This module's code is something of an executable prototype, but that's much of the point here. The fact that we can actually run experiments coded in Python helps pinpoint problems in a model early on.

For instance, I had to redefine the makeKey method here to cache filenames locally (they are needed for index shelves too). That's not quite right, and if I were to adopt this database interface, I would probably change the file class to return generated filenames, not discard them. Such misfits can often be uncovered only by writing real code -- a task that Python optimizes by design.

########

* _WHAT THE TASK ASKS_: Print everything in the passage on prototyping in Python from "This module's code" down to "model early on.", word for word.

########

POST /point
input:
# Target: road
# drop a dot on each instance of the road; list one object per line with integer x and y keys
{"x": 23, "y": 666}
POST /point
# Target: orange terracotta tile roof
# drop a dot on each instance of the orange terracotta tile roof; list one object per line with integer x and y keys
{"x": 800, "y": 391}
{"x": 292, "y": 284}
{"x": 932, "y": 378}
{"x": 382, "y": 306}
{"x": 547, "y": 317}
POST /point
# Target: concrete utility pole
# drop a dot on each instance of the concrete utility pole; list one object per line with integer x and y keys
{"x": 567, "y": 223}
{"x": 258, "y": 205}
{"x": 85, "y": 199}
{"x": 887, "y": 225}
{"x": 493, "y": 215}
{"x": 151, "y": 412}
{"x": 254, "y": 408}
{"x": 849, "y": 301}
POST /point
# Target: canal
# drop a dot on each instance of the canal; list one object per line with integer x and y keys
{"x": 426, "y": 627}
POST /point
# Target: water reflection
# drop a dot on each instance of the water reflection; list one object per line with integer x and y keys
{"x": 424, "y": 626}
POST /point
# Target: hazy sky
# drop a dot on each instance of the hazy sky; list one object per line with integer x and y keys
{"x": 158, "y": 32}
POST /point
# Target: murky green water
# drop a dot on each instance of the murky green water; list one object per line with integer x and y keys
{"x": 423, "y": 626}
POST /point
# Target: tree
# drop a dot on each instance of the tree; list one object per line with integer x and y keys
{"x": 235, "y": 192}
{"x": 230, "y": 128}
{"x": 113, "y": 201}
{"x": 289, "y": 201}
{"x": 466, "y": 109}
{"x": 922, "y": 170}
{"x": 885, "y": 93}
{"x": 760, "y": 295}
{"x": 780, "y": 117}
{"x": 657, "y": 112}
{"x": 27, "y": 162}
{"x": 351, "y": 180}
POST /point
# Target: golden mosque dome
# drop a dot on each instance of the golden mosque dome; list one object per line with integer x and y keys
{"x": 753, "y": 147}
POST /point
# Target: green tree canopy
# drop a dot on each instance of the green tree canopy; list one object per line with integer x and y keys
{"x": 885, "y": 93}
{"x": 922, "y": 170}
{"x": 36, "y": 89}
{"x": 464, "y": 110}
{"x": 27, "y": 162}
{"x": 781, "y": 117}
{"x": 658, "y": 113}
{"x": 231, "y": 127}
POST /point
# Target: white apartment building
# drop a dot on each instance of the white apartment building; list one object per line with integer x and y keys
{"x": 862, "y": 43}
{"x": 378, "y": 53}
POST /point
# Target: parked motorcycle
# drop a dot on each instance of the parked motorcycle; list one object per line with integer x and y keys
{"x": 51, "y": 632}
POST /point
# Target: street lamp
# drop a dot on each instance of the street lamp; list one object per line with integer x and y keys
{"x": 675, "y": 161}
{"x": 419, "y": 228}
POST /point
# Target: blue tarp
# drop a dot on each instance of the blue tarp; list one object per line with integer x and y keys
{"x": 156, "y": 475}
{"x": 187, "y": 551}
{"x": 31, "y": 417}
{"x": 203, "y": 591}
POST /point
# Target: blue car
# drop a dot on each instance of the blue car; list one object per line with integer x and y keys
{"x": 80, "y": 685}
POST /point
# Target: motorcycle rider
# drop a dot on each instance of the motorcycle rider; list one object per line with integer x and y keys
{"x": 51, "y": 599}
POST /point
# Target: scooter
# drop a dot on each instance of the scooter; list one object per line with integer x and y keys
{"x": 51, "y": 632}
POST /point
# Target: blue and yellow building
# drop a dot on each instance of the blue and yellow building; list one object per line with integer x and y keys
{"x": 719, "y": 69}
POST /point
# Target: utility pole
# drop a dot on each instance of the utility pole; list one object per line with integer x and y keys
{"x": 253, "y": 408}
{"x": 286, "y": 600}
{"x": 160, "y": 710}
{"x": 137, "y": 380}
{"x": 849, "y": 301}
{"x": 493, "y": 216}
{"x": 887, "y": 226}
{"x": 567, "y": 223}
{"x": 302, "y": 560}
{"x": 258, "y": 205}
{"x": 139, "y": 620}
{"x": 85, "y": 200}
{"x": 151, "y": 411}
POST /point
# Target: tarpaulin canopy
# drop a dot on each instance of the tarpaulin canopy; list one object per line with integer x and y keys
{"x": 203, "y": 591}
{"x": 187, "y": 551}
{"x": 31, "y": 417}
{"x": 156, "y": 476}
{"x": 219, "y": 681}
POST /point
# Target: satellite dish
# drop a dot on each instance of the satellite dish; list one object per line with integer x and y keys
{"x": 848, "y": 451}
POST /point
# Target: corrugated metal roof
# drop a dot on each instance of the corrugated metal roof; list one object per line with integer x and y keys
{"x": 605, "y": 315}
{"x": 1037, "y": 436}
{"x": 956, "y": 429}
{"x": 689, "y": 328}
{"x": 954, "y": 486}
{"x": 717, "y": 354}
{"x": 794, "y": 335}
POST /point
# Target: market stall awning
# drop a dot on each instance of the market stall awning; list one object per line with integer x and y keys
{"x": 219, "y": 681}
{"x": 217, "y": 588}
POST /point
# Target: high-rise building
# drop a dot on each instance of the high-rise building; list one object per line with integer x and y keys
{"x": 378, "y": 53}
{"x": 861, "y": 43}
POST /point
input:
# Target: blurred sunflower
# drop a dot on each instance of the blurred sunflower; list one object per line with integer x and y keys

########

* _OUTPUT FOR THIS EXERCISE_:
This module's code is something of an executable prototype, but that's much of the point here. The fact that we can actually run experiments coded in Python helps pinpoint problems in a model early on.